**ARTICLE**
******************************

Our view of eternity can be so terribly dull compared to what God has revealed about it. The new earth alone will be amazing beyond anything we can comprehend. Although we do not know everything of what our eternal existence will be like, what we do know is far more than enough for us to cease making “a nothing of eternity and an eternity of nothing” as Pascal urged us to do.

The grandeur of what lies ahead will be so much greater than anything we can ever conceive. We will forever have kingdom responsibilities perfectly tailored for us. We will not feel one second of boredom or frustration in eternity. The newness of eternity will never cease.

As our realization of the wonders of eternity and the new earth grows, our tendency to search for our “golden moment” in this life fades. It’s not that we quench our desires; it’s just that as John Eldredge stated in the above quote, our timing is all wrong. Everything we long for in our hearts is coming, but it’s in eternity rather than this life. Our hope as believers rests in the future Jesus is preparing for us.

Can you see what a powerful influence a focus on our eternal home can have on our daily lives?

******************************

**PROVIDED MATERIAL**
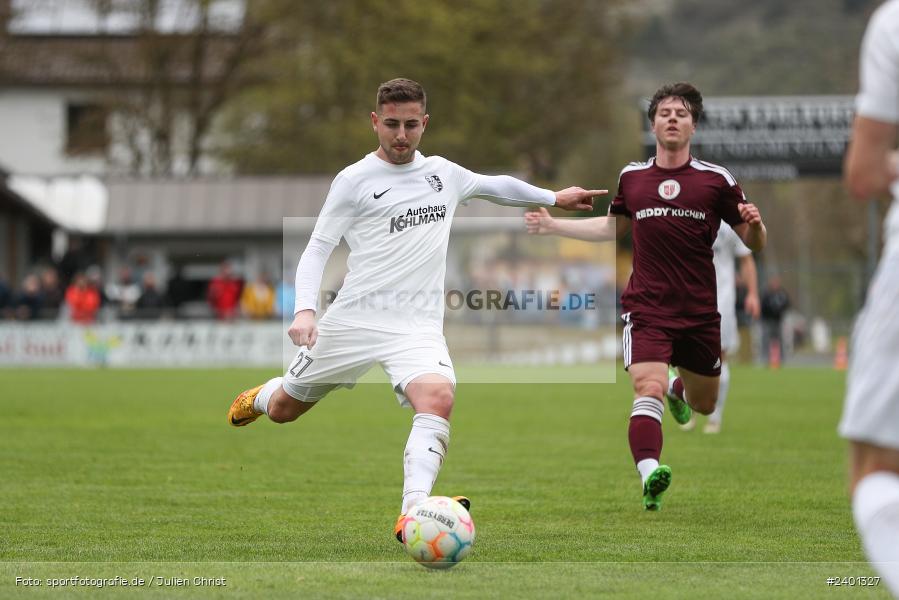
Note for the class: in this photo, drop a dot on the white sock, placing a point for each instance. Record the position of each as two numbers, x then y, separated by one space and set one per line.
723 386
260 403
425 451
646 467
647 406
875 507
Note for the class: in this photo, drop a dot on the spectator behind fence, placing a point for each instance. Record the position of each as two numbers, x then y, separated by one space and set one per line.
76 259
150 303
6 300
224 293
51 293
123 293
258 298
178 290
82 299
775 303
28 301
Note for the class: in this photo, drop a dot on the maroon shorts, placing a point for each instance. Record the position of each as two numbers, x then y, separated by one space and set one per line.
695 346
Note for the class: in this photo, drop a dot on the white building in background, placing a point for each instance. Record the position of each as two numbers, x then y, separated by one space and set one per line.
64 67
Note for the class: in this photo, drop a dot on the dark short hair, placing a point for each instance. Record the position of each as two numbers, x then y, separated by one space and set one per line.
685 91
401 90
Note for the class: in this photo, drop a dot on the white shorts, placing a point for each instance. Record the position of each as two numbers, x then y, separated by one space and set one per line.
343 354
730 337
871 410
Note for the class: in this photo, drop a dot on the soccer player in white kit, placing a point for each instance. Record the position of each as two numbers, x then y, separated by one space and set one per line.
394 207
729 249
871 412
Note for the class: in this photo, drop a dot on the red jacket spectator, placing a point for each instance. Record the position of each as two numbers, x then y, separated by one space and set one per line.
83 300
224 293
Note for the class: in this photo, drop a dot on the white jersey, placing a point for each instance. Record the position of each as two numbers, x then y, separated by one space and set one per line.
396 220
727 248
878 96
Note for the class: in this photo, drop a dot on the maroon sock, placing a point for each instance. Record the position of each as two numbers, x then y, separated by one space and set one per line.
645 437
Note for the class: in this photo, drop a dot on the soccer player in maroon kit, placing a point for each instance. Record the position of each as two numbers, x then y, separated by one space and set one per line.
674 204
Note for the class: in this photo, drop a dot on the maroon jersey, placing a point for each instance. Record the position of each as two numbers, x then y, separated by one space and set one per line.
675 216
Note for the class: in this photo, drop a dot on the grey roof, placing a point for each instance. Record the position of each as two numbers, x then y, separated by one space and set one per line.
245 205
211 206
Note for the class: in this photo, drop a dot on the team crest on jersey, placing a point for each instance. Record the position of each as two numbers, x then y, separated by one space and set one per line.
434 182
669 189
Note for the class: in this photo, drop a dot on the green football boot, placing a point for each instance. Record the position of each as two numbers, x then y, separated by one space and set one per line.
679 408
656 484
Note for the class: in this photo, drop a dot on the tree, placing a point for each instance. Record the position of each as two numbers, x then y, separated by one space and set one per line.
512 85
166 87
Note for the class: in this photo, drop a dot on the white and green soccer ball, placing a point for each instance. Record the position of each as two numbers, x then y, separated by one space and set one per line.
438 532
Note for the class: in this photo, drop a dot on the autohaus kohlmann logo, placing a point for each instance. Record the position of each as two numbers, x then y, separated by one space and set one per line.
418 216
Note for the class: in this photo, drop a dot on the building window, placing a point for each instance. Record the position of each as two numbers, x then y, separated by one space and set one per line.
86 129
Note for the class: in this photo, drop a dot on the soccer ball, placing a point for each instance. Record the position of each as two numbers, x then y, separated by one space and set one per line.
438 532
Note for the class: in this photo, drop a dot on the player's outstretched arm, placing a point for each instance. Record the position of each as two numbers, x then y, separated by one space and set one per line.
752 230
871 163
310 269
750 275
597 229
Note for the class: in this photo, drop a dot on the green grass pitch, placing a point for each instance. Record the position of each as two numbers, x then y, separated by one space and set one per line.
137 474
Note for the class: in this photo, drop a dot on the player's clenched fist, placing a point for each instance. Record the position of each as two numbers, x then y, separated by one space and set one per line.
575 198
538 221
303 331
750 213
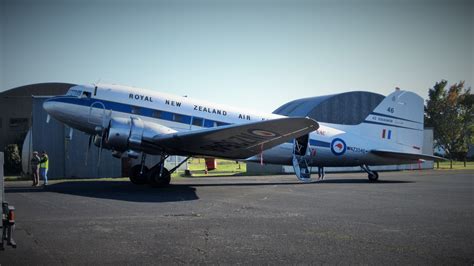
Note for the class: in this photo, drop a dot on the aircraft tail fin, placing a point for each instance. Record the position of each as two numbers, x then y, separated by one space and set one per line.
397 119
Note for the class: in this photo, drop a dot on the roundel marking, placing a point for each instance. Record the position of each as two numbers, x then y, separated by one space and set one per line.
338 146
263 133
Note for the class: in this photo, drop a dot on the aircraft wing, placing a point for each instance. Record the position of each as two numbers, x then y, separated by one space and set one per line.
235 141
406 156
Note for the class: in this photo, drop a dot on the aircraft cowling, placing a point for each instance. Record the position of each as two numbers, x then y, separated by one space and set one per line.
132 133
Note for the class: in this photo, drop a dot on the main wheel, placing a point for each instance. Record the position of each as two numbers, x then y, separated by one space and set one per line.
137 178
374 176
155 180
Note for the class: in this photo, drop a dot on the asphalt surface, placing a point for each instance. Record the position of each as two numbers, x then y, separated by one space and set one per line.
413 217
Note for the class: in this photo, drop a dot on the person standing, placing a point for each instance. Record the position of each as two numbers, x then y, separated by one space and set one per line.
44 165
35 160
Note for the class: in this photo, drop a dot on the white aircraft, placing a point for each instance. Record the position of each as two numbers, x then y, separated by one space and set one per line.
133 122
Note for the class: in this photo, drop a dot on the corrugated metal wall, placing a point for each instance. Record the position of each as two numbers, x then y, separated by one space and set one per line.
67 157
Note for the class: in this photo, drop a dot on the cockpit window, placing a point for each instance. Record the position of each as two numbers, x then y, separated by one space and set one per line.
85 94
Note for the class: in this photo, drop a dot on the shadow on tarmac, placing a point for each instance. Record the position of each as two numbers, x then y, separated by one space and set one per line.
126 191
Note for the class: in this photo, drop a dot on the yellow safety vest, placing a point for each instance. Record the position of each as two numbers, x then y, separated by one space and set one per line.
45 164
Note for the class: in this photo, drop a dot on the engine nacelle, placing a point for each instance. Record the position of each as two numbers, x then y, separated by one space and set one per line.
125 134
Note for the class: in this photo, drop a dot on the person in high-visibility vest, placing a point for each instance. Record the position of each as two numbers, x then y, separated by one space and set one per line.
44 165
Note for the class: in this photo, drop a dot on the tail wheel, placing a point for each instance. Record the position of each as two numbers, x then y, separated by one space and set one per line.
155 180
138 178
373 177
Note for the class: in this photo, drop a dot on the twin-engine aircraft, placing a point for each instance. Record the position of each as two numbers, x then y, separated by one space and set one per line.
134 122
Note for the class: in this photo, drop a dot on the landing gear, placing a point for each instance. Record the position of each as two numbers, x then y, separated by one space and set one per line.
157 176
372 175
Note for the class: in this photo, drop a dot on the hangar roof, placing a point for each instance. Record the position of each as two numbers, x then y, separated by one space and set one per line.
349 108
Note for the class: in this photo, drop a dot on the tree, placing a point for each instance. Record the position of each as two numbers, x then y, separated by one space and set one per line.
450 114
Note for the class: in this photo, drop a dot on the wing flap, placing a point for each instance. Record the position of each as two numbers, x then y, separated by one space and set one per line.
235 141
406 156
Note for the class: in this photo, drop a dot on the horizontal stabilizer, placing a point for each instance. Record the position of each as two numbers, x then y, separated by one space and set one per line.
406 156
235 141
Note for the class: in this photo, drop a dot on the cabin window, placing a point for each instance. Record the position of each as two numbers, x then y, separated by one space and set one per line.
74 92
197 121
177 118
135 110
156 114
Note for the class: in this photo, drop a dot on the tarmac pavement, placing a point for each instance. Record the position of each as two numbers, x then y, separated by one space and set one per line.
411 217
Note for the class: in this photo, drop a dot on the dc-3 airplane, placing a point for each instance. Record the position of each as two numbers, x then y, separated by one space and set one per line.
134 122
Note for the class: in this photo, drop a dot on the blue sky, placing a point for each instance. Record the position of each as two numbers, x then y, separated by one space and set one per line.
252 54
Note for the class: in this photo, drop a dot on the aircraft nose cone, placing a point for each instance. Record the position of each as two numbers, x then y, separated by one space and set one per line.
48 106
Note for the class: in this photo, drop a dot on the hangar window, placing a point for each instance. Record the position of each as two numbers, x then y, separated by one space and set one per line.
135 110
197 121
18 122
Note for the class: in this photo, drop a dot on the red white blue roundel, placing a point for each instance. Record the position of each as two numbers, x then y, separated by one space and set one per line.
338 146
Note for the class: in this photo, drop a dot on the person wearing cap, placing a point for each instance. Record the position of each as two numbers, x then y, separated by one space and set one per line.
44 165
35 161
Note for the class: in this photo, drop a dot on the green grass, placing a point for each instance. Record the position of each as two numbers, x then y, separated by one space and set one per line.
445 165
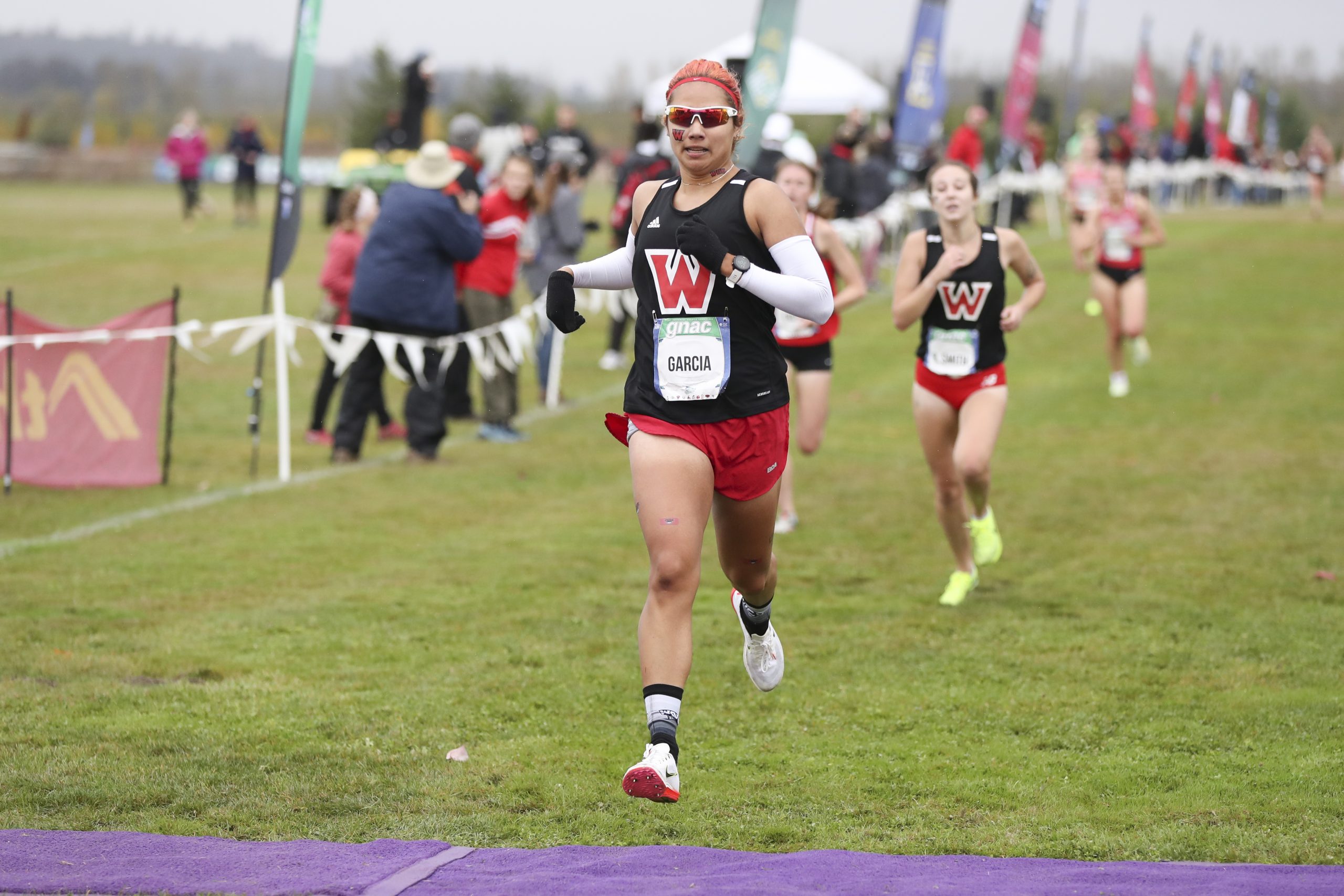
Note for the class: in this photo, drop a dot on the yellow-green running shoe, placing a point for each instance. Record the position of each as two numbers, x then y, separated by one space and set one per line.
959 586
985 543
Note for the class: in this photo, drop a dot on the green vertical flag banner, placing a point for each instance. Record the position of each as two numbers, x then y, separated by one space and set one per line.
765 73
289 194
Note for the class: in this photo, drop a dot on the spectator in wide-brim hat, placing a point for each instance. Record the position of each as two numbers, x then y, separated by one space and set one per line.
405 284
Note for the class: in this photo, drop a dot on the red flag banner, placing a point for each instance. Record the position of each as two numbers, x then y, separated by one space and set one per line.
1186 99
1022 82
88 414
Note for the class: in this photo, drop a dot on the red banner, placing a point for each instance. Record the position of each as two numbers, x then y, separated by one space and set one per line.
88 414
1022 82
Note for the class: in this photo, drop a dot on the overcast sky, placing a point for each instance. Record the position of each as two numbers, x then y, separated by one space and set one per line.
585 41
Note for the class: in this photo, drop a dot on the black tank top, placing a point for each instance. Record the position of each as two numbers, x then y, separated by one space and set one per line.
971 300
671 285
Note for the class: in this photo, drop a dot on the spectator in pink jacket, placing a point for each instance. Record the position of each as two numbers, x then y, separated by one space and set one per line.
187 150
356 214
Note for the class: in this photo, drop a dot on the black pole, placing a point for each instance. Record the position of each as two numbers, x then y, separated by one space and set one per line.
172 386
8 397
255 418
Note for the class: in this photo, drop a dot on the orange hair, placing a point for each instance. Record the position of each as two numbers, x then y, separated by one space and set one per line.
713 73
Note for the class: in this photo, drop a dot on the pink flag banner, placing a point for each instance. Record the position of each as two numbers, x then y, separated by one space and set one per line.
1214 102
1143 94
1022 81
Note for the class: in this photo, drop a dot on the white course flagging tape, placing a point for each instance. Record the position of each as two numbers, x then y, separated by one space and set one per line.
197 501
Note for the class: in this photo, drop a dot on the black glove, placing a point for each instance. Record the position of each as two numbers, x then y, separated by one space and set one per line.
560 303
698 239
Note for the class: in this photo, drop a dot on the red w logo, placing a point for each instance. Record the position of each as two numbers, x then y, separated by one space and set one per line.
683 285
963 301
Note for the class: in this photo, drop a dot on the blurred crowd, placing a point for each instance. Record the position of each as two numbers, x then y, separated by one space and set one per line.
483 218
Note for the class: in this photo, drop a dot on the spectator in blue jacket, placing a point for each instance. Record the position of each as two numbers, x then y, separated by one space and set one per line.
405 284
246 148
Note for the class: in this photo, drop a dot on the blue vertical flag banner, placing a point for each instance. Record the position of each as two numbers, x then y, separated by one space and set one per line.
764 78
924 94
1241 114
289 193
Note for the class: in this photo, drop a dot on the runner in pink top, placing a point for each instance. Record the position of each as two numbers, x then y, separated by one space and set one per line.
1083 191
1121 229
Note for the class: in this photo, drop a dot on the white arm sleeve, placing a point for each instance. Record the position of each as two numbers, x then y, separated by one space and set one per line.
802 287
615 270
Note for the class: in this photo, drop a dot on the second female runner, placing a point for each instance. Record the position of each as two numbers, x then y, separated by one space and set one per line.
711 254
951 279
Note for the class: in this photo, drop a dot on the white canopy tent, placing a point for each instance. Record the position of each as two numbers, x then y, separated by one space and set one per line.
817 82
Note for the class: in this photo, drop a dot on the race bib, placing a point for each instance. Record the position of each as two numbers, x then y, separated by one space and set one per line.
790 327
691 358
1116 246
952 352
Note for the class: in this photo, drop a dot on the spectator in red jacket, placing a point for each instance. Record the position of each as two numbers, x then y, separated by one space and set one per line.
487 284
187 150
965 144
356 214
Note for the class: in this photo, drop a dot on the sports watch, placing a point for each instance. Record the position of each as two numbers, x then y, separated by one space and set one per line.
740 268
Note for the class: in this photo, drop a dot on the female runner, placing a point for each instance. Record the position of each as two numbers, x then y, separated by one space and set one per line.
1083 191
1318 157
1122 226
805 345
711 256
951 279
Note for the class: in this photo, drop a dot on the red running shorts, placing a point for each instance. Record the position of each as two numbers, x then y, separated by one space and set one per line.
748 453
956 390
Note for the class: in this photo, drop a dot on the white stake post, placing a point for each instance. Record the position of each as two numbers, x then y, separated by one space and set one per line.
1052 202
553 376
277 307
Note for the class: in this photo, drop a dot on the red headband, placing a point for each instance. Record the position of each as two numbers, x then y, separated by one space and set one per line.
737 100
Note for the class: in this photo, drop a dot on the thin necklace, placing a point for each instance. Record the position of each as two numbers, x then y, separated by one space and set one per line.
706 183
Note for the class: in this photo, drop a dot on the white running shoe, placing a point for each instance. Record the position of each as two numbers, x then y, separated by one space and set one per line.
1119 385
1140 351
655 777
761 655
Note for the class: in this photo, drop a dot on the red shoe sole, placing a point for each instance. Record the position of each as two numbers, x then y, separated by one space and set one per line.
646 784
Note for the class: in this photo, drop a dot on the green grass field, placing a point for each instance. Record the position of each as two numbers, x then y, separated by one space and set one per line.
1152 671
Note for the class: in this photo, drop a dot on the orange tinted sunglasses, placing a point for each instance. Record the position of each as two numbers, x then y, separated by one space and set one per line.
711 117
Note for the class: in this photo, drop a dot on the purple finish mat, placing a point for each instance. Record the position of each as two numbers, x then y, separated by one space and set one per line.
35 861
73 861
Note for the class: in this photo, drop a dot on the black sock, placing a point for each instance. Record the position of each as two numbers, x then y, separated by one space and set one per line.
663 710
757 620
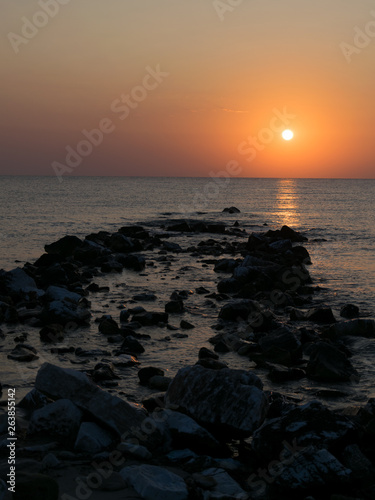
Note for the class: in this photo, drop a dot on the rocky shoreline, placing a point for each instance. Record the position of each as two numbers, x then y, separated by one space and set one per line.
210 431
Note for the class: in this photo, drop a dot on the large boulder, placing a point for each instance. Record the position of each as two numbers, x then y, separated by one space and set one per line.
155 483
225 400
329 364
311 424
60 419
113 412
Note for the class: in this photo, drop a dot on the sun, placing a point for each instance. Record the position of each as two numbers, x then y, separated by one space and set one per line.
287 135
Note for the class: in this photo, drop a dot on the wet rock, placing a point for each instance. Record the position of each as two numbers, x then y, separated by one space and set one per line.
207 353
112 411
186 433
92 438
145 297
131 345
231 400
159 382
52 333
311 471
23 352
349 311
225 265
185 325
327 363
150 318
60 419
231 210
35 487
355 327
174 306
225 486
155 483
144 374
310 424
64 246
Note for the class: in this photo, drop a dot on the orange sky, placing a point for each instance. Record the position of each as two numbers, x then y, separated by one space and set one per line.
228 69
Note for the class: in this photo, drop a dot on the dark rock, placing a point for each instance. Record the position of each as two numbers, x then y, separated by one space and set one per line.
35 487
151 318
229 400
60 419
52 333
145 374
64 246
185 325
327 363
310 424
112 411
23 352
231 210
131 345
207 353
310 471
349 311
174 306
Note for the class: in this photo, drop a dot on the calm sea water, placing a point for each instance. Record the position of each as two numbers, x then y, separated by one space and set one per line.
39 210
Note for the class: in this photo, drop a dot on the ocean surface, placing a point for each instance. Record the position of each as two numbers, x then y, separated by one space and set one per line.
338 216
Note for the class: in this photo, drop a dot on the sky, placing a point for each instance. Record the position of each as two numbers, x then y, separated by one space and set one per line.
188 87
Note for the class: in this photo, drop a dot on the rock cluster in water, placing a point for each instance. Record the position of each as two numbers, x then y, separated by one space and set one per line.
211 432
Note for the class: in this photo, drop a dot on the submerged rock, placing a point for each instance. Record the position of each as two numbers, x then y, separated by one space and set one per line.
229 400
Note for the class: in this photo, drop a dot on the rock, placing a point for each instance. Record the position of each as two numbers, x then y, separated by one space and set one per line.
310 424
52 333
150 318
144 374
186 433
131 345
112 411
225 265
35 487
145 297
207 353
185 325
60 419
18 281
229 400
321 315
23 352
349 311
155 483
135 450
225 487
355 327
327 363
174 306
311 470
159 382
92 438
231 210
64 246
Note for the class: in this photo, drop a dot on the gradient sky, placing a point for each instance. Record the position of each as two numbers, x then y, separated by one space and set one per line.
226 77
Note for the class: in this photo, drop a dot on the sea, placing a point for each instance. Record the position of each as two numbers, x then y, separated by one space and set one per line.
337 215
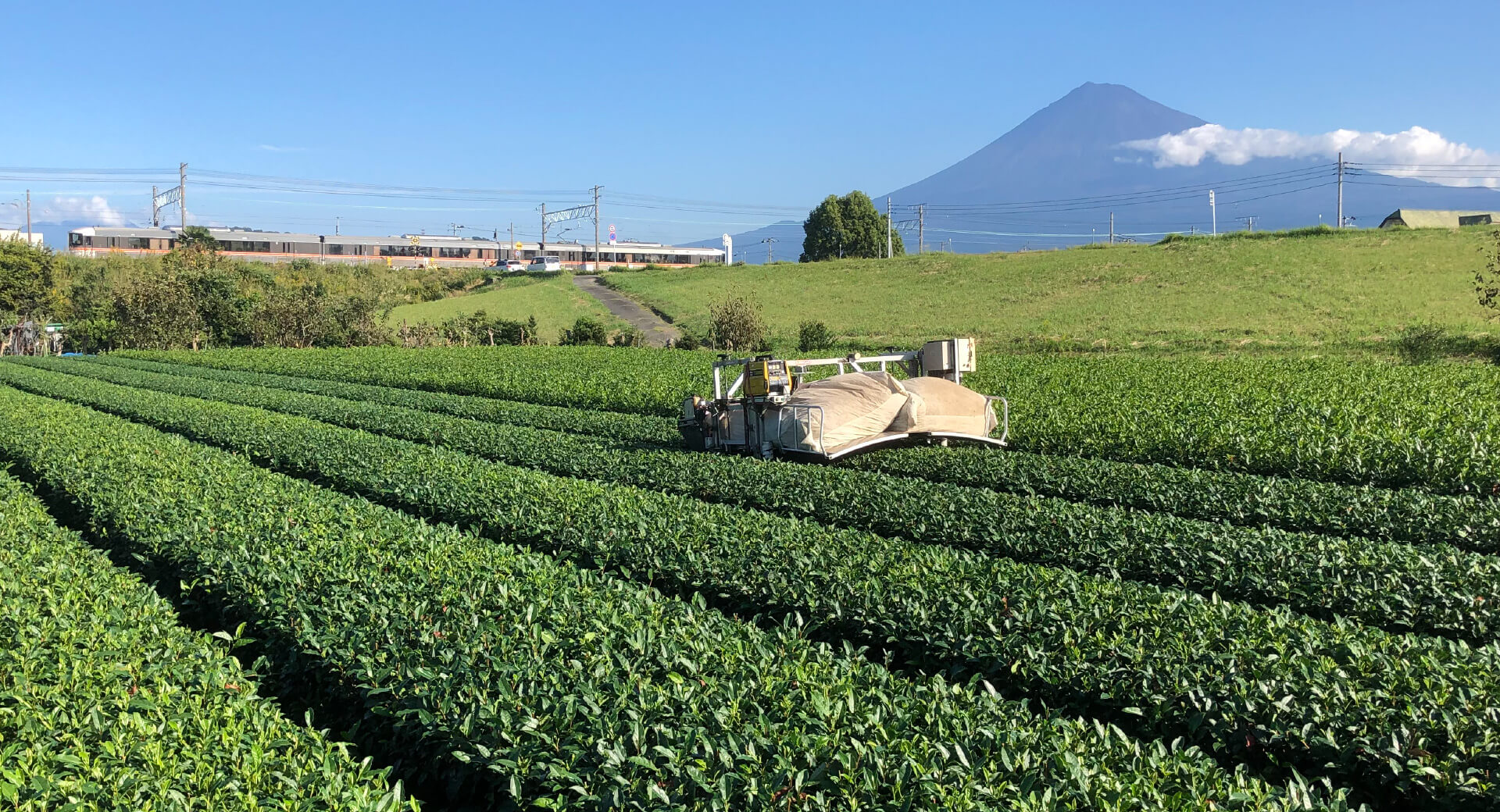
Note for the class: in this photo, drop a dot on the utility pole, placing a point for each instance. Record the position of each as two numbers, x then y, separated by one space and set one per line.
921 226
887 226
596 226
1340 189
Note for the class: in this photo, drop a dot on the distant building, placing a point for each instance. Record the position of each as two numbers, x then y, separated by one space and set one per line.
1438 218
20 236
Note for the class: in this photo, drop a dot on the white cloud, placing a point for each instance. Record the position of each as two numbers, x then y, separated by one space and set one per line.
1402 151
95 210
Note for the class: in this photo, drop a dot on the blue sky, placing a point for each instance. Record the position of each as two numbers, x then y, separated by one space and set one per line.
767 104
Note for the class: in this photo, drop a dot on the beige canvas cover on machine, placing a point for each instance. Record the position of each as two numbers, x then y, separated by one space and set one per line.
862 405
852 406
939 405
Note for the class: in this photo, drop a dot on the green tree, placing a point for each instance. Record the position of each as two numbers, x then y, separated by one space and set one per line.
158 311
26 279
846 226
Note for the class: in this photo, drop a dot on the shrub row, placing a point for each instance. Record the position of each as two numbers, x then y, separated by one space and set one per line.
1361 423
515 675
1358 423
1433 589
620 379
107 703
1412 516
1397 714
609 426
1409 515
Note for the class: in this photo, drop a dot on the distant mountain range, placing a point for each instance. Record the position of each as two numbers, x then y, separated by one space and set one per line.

******************************

**WHAT THIS EXERCISE ASKS**
(1) Extract from the passage on eternity the stretch that begins at the words "As our realization" and stops after the words "our daily lives?".
(2) According to the passage on eternity, what will never cease?
The entries above come from a different source than the passage on eternity.

**THE RESULTS**
(1)
As our realization of the wonders of eternity and the new earth grows, our tendency to search for our “golden moment” in this life fades. It’s not that we quench our desires; it’s just that as John Eldredge stated in the above quote, our timing is all wrong. Everything we long for in our hearts is coming, but it’s in eternity rather than this life. Our hope as believers rests in the future Jesus is preparing for us.

Can you see what a powerful influence a focus on our eternal home can have on our daily lives?

(2) The newness of eternity will never cease.